> [Work to do]: Update the lines below by replacing "single point" with "one point" wherever it occurs, leaving everything else as it is.

________________________

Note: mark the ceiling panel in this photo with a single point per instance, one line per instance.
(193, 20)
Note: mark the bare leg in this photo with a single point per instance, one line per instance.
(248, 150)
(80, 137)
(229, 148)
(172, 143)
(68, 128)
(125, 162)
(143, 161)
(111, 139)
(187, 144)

________________________

> [Finished task]:
Note: mark the ceiling panel in this photo with a one point per instance, one line per instance.
(193, 20)
Note: mark the bare leg in this photo with a one point per instance, one line per instance.
(248, 150)
(80, 137)
(229, 148)
(172, 143)
(68, 128)
(125, 162)
(143, 161)
(111, 139)
(187, 144)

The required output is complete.